* [Excerpted passage]
------------
Budapest-3

 

Buda bt1

The Danube cruise I’ve booked is a simple no frills trip, ideal for the solo traveller. We do get a shot of vodka, or soft drink for the more sombre. I elbow my way to the aft viewing deck. The soundtrack is good, with enough classic rock zest to enliven the night. We set off down the Danube through a city of light. Yes, I could have stayed on deck forever, float on a river forever and ever. I steeled myself against the unlikelihood of receiving another drink, bathing my eyes in the nocturnal lightshow. Palaces appear to float on air where Buda rises to the West. Bridges, ablaze with light, span the dark honeyed mirror of the river, from the heights of Buda to the flatter land of Pest, just as magically aglow with its swarming boulevards and towering domes.
------------
* [Data lines]

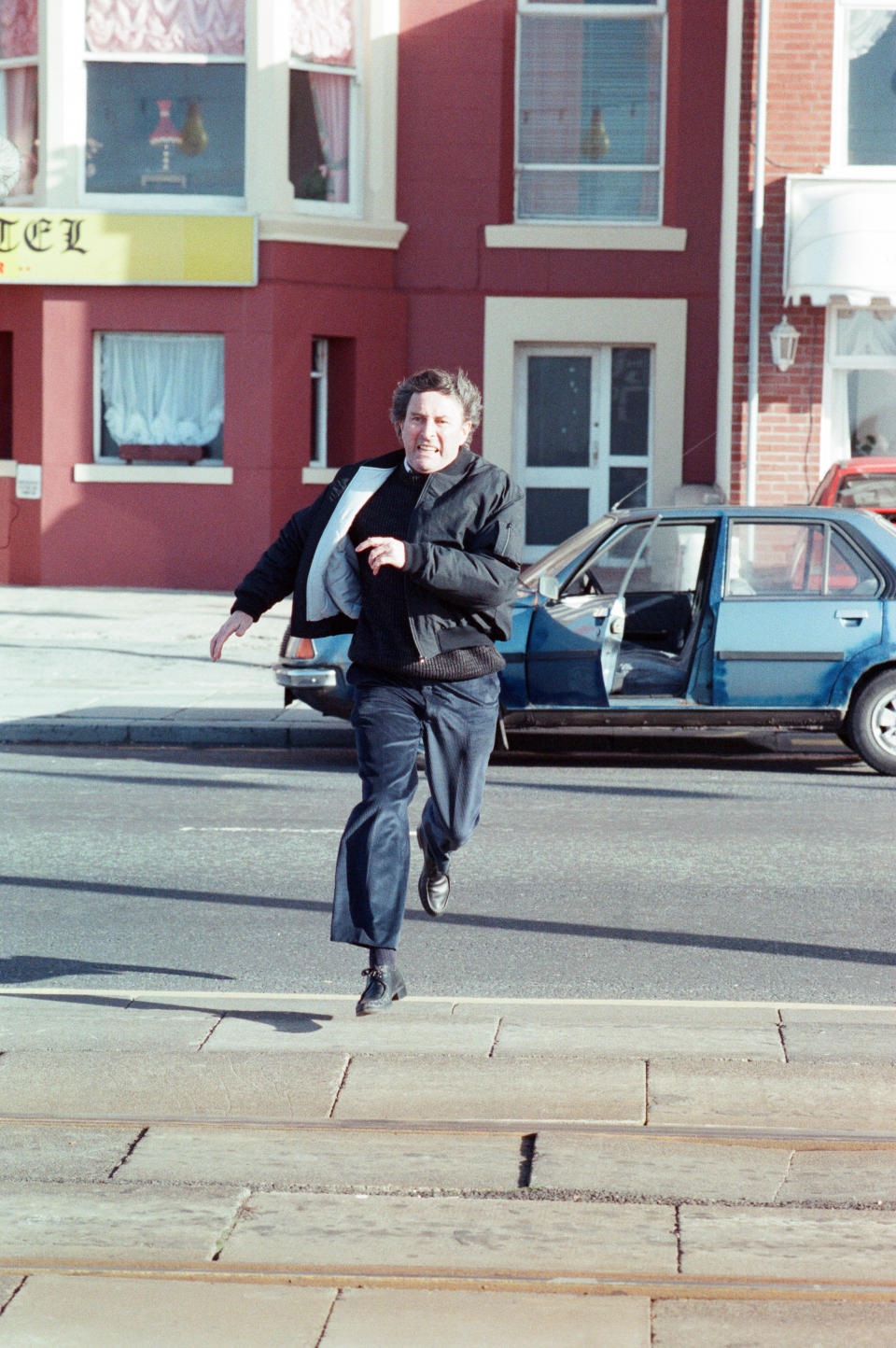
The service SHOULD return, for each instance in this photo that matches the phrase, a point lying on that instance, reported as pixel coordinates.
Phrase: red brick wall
(798, 140)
------------
* [Actions to take]
[a] In the Danube cruise passage, what drink does each passenger get on board?
[b] Do these statements agree with the Danube cruise passage? For each, answer yes or no and quote the words that decide it. (i) The narrator pushes through to the aft viewing deck. (ii) The music on board is mainly classical. (iii) Pest is described as lying on higher ground than Buda.
[c] Please duplicate the Danube cruise passage from "The Danube cruise" up to and including "and towering domes.".

* [Task-by-task results]
[a] A shot of vodka, or a soft drink for the more sombre.

[b]
(i) Yes: "I elbow my way to the aft viewing deck."
(ii) No: "with enough classic rock zest to enliven the night"
(iii) No: "from the heights of Buda to the flatter land of Pest"

[c]
The Danube cruise I’ve booked is a simple no frills trip, ideal for the solo traveller. We do get a shot of vodka, or soft drink for the more sombre. I elbow my way to the aft viewing deck. The soundtrack is good, with enough classic rock zest to enliven the night. We set off down the Danube through a city of light. Yes, I could have stayed on deck forever, float on a river forever and ever. I steeled myself against the unlikelihood of receiving another drink, bathing my eyes in the nocturnal lightshow. Palaces appear to float on air where Buda rises to the West. Bridges, ablaze with light, span the dark honeyed mirror of the river, from the heights of Buda to the flatter land of Pest, just as magically aglow with its swarming boulevards and towering domes.